> **ASSIGNED TASK**
Set out the records below again exactly; skip the images.

Data items
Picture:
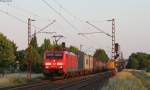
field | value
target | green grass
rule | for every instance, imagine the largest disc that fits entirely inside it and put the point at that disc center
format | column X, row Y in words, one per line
column 144, row 77
column 124, row 81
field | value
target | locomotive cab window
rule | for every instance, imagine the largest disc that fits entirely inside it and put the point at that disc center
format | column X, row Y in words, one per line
column 54, row 56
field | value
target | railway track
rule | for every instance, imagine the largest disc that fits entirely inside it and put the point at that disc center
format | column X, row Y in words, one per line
column 65, row 84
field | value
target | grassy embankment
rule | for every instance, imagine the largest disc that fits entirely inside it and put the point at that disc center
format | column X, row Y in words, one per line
column 17, row 79
column 129, row 80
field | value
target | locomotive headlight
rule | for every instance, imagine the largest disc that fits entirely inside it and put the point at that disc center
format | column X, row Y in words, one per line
column 59, row 63
column 47, row 64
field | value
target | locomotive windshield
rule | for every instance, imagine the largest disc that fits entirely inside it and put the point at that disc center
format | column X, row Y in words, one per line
column 54, row 56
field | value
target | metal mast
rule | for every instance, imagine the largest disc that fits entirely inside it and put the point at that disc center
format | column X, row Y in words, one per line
column 113, row 37
column 29, row 60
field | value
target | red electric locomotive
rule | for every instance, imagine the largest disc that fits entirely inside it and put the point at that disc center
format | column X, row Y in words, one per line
column 59, row 63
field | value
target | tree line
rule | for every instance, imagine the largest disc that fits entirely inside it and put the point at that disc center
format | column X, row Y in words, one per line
column 139, row 60
column 10, row 57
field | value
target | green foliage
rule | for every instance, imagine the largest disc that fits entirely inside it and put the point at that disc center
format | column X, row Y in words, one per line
column 100, row 54
column 139, row 61
column 7, row 52
column 34, row 56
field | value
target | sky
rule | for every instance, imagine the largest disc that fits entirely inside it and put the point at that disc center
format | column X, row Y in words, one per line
column 132, row 19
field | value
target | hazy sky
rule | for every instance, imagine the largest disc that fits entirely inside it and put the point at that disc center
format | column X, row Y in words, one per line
column 132, row 22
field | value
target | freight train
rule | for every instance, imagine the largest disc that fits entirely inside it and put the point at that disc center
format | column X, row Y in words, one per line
column 68, row 64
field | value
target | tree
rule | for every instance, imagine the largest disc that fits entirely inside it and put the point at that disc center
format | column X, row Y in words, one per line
column 139, row 60
column 45, row 46
column 7, row 52
column 100, row 54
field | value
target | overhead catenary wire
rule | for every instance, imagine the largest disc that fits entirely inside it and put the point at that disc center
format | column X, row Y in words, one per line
column 68, row 22
column 67, row 11
column 59, row 14
column 26, row 11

> **RESPONSE BELOW**
Picture:
field | value
target | green grass
rule | for every instance, imagine the largest disc that fits entirely inside it and put the point at that disc center
format | column X, row Y in words, one per line
column 144, row 77
column 124, row 81
field | value
target | locomotive cab window
rule | for every instance, imagine the largest disc that fits entirely inside it and put the point at that disc center
format | column X, row Y in words, one per line
column 54, row 56
field | value
target | railway track
rule | for every instance, imagine the largest disc that fits entirely inside it and put the point at that disc center
format | column X, row Y in words, one per line
column 65, row 84
field | value
target | grassy embankment
rule | for every instance, imagine the largest disc that fits entirely inside it and put the point at that disc center
format | column X, row Y in words, one per line
column 17, row 79
column 129, row 80
field | value
target | locomotive headlight
rule | for every instance, imagine the largest disc that fits entirely inside it and put the point at that disc center
format | column X, row Y in words, one per line
column 59, row 63
column 47, row 64
field | value
target | locomotive windshield
rule | for every instance, imagine the largest disc that fits entirely inside it and put the point at that disc center
format | column X, row Y in words, one per line
column 54, row 56
field | value
target | metal mast
rule | for every instance, imagine the largest disc that fits entirely inside it and put the point at that disc center
format | column X, row Y in words, one per line
column 113, row 37
column 29, row 60
field | value
target | red electric locomotive
rule | for every instance, imagine the largest disc that fits entirely inside it and put the point at that disc center
format | column X, row Y in words, one per line
column 59, row 63
field | value
target | tree line
rule | for every instance, imagine the largest disc that fits entirely inside it and put the point at that disc center
format | column X, row Y in words, one per line
column 139, row 60
column 10, row 57
field | value
target | green foliage
rule | for every instance, imagine the largest disc that fits entirely inside it and put the point at that disc center
format | column X, row Y in words, one per line
column 100, row 54
column 139, row 61
column 7, row 52
column 34, row 56
field | value
target | sky
rule | for every instance, imagine the largest disc that fits entirely inside it and put the point at that disc center
format | column X, row Y in words, one per line
column 132, row 19
field | value
target | hazy sky
rule | for every instance, imagine the largest disc that fits entirely inside it and put the point at that disc center
format | column X, row Y in words, one per line
column 132, row 22
field | value
target | freight train
rule | for every instance, imagine the largest disc that fits entirely inside it and put the point at that disc center
format | column X, row Y in words, one per line
column 68, row 64
field | value
target | tree
rule | for every instance, imagine the largest disc that fits entirely inside it and put the point at that disc center
format | column X, row Y in words, one per line
column 139, row 60
column 45, row 46
column 7, row 52
column 100, row 54
field | value
target | overhead catenary wire
rule | for every instance, imagine the largest disc that fits entirely inside it and put the point at that disc center
format | column X, row Y in words, one per line
column 68, row 22
column 67, row 11
column 59, row 14
column 26, row 11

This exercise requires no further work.